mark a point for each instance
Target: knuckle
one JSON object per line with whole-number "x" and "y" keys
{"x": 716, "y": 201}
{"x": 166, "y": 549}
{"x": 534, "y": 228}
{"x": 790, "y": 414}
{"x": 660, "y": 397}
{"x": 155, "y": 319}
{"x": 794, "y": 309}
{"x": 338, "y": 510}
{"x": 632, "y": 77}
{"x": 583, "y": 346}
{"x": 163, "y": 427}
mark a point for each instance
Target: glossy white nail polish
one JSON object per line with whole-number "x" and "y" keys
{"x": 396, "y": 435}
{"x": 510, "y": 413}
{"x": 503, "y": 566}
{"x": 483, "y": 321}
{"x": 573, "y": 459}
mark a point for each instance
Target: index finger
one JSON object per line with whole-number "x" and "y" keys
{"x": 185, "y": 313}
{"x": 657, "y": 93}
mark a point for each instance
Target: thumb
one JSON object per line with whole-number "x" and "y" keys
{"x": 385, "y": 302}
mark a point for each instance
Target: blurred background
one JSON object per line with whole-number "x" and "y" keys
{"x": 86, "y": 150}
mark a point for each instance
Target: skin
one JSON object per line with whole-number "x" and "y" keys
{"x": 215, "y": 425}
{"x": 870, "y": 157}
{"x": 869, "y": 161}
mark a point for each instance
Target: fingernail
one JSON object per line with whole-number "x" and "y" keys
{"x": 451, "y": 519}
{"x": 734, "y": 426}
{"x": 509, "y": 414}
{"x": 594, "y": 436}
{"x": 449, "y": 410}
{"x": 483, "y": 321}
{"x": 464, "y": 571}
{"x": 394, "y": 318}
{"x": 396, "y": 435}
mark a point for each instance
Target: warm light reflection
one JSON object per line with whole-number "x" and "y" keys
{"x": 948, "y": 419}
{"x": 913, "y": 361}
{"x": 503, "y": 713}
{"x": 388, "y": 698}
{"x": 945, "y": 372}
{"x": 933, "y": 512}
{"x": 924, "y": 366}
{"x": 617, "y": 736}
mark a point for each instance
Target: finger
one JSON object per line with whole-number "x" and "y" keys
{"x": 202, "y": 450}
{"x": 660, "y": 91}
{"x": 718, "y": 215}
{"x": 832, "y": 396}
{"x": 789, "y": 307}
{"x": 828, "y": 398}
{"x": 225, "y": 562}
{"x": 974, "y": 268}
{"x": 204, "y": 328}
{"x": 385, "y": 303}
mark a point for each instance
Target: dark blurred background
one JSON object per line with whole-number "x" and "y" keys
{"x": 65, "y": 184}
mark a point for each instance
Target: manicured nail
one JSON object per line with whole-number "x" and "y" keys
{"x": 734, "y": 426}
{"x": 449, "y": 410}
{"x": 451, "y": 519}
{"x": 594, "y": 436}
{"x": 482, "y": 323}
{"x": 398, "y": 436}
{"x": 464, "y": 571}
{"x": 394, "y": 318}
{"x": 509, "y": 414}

Required work:
Exactly how many lines in the listing above contain the string "background"? Give the number without comment.

Completed task:
2